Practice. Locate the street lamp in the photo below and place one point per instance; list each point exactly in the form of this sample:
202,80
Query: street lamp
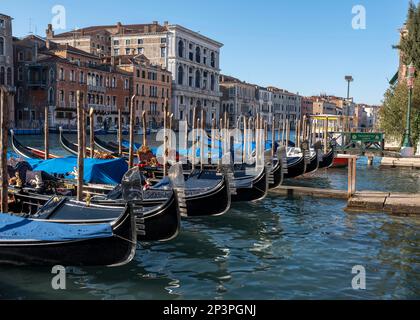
349,79
410,83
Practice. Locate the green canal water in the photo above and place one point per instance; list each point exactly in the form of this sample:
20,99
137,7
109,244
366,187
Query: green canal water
278,248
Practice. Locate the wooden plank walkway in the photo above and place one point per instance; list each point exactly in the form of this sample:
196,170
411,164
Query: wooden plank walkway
291,191
401,162
361,201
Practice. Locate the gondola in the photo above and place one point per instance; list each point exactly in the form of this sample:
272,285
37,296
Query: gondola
313,164
277,171
250,187
109,146
295,167
31,242
156,219
207,193
26,152
67,145
327,159
73,148
275,175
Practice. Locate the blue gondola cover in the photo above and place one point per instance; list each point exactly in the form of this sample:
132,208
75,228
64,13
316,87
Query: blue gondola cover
14,228
95,170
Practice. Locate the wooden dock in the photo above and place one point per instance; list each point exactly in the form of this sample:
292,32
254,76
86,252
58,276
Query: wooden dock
291,191
401,162
361,201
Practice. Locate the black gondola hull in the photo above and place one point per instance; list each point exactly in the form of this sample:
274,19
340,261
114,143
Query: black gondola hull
295,169
277,175
313,164
327,160
215,202
111,251
258,191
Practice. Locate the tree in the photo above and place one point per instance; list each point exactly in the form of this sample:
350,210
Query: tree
392,115
410,43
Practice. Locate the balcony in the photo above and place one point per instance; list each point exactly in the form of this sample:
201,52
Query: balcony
100,107
96,89
153,113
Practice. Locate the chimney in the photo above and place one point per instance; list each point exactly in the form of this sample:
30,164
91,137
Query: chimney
49,32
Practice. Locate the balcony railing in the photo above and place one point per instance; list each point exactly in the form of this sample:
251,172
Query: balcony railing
96,88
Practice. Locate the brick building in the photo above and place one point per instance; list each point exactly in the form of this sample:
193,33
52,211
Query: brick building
238,98
307,106
50,74
151,83
192,58
6,60
286,105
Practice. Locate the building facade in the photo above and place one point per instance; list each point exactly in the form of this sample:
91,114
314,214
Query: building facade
322,106
307,106
286,105
152,86
238,98
50,74
192,59
6,60
264,98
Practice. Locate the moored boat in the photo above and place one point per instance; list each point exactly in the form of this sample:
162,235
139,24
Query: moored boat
27,152
33,242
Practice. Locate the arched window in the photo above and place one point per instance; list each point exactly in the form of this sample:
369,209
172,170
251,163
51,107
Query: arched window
180,75
9,76
20,95
20,74
2,75
52,75
1,46
51,96
198,54
197,79
213,60
181,49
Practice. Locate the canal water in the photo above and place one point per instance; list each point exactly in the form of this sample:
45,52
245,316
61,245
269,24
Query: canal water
278,248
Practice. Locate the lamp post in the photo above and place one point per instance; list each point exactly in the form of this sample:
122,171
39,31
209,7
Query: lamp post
349,80
410,83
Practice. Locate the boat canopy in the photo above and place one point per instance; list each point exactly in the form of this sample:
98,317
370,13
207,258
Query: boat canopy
13,228
95,170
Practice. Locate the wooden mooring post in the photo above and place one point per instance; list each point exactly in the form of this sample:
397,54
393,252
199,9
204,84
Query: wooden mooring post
92,132
352,174
131,151
80,147
120,131
46,134
4,117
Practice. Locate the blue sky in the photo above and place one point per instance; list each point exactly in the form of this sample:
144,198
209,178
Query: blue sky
304,46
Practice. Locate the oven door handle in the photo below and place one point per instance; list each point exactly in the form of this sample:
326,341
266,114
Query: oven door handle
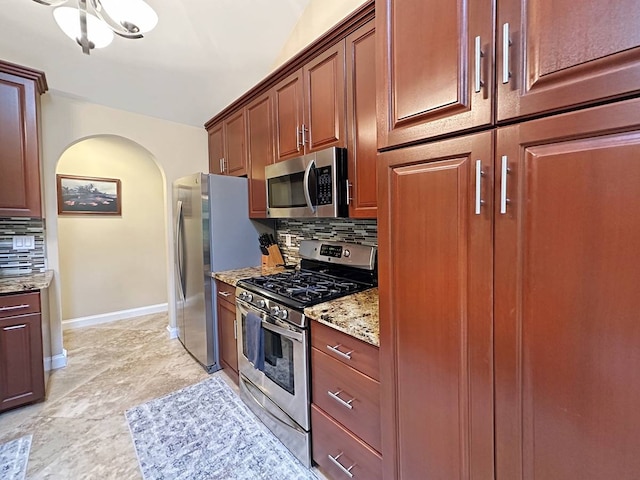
282,331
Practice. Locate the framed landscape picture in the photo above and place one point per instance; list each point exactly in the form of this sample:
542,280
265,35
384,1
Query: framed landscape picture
88,195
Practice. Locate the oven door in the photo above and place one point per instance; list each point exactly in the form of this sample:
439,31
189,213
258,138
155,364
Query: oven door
285,377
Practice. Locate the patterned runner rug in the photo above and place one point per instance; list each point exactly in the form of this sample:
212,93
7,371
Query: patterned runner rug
14,456
205,431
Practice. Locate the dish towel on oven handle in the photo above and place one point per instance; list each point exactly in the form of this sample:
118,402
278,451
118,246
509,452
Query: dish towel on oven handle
255,340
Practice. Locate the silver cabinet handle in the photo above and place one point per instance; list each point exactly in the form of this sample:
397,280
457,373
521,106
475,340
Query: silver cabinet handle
479,54
503,185
336,397
479,175
334,349
506,43
345,470
14,307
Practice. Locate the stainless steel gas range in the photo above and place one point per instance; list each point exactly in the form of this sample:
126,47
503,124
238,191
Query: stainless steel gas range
273,338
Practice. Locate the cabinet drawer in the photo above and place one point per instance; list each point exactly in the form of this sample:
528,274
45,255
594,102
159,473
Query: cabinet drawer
330,438
226,292
19,304
349,396
357,354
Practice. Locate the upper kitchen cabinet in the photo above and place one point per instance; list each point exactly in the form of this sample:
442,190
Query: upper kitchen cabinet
434,75
260,139
20,187
310,106
557,54
227,148
361,122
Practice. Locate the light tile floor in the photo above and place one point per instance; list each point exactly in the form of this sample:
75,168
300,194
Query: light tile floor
79,431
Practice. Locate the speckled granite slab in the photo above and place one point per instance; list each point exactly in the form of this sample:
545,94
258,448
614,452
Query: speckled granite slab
232,276
24,283
355,315
14,456
206,431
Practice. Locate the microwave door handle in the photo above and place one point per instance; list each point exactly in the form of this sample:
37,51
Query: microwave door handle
307,194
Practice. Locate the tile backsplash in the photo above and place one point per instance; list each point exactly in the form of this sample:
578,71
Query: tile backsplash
21,262
334,229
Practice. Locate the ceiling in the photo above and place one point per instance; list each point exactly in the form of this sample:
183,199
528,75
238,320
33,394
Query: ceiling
202,55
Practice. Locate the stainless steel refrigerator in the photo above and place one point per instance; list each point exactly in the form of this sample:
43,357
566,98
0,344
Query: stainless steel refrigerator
212,233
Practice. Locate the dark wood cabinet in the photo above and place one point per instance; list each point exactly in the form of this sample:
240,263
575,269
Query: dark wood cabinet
260,143
436,310
435,70
309,106
361,121
567,351
557,55
20,90
21,351
227,333
227,148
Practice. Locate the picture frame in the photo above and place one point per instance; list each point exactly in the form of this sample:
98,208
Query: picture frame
79,195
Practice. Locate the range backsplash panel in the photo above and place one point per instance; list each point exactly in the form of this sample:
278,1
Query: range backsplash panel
333,229
21,262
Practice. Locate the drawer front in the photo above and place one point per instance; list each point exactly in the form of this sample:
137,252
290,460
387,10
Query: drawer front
350,397
355,353
330,438
226,292
19,304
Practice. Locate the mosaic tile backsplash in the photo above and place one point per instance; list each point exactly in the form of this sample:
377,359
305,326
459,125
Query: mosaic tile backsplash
334,229
21,262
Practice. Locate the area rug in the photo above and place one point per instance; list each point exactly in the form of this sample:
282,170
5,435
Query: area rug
205,431
14,456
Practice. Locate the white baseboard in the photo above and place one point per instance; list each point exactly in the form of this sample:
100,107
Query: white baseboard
173,332
113,316
57,361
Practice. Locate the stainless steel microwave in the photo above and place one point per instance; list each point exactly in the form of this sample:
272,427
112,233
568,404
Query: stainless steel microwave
313,185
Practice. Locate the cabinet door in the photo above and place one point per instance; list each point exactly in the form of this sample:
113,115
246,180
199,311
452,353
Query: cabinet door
259,152
361,121
324,105
235,152
428,68
561,53
435,284
567,353
216,148
19,156
21,364
287,102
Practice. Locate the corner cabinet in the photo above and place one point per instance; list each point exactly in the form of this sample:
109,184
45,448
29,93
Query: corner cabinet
21,350
20,185
309,106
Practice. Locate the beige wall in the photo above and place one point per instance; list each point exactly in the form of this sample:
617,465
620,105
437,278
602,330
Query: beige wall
319,17
177,149
113,263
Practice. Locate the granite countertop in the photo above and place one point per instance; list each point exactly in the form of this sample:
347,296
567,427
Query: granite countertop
25,283
232,276
355,315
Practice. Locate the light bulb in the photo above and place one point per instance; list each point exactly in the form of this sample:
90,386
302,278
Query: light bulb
68,19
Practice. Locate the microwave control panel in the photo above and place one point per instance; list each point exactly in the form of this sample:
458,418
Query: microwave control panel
325,186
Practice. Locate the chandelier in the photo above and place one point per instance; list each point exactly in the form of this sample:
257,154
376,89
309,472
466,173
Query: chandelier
92,23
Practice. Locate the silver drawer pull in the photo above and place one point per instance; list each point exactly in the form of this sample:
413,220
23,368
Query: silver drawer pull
347,471
336,397
334,349
14,307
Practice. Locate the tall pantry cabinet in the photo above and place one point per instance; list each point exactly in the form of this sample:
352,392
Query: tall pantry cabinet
508,277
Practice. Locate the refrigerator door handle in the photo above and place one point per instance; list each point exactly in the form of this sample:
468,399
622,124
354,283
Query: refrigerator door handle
179,249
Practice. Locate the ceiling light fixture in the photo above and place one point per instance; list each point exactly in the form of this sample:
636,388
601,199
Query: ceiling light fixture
92,23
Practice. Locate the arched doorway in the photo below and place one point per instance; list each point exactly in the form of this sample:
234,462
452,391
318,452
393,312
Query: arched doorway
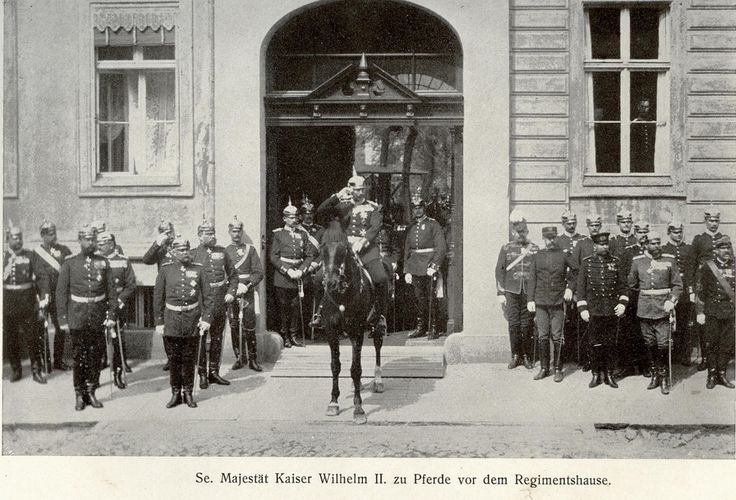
375,86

•••

Each line from the one bearing "Practice. Locate the silver drawer" through the final line of the records is to be copied exactly, and no pictures are to be included.

Practice. Locate the silver drawer pull in the photo above and place one point per instance; list each point exactly in the form of this sample:
413,220
23,368
Query: silver drawer pull
347,471
336,397
334,349
14,307
Practice. Locate the tall pantry cabinet in the photo above and place one point per instance; list each point exactly in the form of this sample:
352,392
Query: tall pantry cabinet
508,277
Practice. Locate the refrigerator door handle in the photo above and place one point per instance; list each point exactly in the form of this sample:
468,399
622,124
354,283
Query: refrigerator door handle
179,249
Practice. Locate the ceiling light fixture in the photo above and place one point per instance; list each point exactly in the form of this sample:
636,388
601,199
Query: ceiling light fixture
92,23
Practice. Locate the arched doorway in the photo below and place one point per instance; list each point exactly in the form of this sample:
234,462
452,391
318,452
393,312
Query: arched doorway
375,86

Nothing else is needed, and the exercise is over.